== Source text

Lions kill tourist in Zimbabwe
Harare - A pride of lions fatally mauled a tourist while he showered under a tree as darkness fell on the unfenced campsite in a nature reserve, a conservationist said on Thursday.
Peter Evershed, a 59-year-old Zimbabwean businessman, was attacked by five lions at the Chitake Springs bush camp, a wildlife viewing area near the Mana Pools nature reserve, said Zimbabwe Conservation Task Force head Johnny Rodrigues.
Evershed was the last of his group of family and friends to take a shower on Saturday. They heard Evershed scream and raced to the showers but he was already dead from a slash to the throat, Rodrigues said.
The lions retreated only after a safari operator pulled up in a vehicle with its headlights on and fired shots into the air, Rodrigues told Zimbabwe Herald Online.
Rodrigues said a surge in hunting amid Zimbabwe's economic meltdown has made animals more "traumatised" and dangerous to humans, though lions are generally not targeted by poachers.
"We appeal to everyone to exercise extreme caution. Animals have become extremely unpredictable," Rodrigues said.
Witnesses say three elephants and three buffalo were illegally killed to feed participants at a political meeting of President Robert Mugabe's party in western Zimbabwe last month. The military, meanwhile, has denied witness reports that it's shooting wildlife in "Operation Nyama," or Operation Meat in the local language, to feed hungry soldiers.
Last month, South African business executive Don Hornsby was killed by an elephant in the nearby Matusadona preserve. Hornsby had helped fund feeding programmes for orphaned animals.
Shortly before Hornsby's death, veteran conservationist Steve Kok died when a wounded buffalo charged him as he was destroying traps and wire snares laid by poachers.
And in September, businessman Geoff Blythe was attacked by a female elephant as he rode a bicycle ride near his home in the lakeside town of Kariba, 370km northwest of Harare. He barely survived the nightmarish encounter in an area normally considered safe from marauding animals.
Blythe, also a volunteer in conservation programmes, told family and friends he tried to pedal as fast as he could from the elephant cow and her calf, but the bike chain dislodged.
He dumped the bike and ran, but there were no trees or powerline towers near enough to climb. He threw himself into a gully of soft sand as the elephant overtook him. The elephant gored him in the back and thigh and kicked him into thorny bushes before backing off. Blythe was hospitalised for life-threatening wounds, and also suffered cuts and fractured ribs.
"He was lucky to escape with his life," Rodrigues said.

====
== Supplied information

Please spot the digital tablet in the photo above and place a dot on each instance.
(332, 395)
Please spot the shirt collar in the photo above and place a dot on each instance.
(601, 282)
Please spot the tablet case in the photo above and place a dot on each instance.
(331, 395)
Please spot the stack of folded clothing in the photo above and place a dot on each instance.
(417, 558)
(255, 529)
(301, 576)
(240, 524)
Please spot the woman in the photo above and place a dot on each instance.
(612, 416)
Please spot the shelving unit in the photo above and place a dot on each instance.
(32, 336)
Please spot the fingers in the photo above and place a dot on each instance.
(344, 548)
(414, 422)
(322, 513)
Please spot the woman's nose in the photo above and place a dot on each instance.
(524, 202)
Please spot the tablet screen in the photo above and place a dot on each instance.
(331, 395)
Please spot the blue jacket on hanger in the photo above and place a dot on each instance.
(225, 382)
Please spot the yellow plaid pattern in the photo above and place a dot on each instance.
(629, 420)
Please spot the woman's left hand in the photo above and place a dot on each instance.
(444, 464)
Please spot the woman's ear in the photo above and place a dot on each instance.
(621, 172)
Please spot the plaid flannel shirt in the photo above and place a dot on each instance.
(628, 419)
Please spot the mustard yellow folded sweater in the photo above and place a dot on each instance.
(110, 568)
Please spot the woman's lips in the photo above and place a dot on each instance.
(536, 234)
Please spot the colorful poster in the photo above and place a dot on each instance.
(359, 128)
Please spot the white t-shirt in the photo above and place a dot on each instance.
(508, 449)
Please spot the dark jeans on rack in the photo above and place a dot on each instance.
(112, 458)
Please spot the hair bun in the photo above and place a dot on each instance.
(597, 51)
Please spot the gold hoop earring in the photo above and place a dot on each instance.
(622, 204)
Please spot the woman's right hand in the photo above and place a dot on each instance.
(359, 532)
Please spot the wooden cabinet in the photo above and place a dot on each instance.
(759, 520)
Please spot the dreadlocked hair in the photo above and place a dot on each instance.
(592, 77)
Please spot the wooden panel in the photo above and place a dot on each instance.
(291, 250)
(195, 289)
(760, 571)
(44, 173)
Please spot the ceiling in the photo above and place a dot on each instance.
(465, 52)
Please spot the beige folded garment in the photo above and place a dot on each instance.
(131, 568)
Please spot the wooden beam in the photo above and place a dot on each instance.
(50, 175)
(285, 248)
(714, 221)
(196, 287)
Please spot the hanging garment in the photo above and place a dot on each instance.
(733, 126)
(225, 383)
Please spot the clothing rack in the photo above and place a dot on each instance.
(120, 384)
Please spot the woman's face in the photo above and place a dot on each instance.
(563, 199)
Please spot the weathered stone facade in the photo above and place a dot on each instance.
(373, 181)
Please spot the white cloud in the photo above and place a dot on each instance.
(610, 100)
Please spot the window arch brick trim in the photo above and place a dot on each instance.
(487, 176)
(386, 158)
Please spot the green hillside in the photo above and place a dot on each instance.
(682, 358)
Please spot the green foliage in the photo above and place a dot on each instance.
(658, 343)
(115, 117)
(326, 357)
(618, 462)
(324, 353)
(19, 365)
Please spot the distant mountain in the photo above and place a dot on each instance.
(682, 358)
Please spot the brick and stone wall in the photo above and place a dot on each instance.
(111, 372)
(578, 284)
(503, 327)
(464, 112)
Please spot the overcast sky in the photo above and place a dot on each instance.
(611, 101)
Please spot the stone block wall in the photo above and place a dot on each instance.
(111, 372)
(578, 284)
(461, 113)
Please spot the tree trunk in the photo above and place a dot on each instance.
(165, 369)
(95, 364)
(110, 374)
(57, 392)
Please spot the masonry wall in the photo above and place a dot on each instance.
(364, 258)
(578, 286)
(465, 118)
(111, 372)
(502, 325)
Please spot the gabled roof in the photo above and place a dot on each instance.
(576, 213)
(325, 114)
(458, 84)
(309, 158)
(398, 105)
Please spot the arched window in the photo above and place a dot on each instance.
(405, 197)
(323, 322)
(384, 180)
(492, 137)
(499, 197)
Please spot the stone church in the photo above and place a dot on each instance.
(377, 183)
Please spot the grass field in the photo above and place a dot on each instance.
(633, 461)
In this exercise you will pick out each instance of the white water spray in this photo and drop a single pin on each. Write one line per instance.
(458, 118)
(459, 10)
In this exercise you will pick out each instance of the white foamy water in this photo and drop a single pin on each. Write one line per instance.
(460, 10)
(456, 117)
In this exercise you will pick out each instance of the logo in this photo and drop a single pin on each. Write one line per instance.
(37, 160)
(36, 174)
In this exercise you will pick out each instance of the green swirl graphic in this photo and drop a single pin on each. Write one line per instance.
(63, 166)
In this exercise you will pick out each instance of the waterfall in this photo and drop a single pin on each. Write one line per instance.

====

**What you are asked to do**
Decide whether each statement below agrees with the lion attack report, answering yes or no and quoting the words of the report that settle it. 1. The tourist at Chitake Springs was attacked by five lions. 2. Geoff Blythe was killed by a female elephant near Kariba. 3. Lions are a frequent target of poachers.

**Answer area**
1. Yes: "was attacked by five lions at the Chitake Springs bush camp"
2. No: "He barely survived the nightmarish encounter"
3. No: "though lions are generally not targeted by poachers"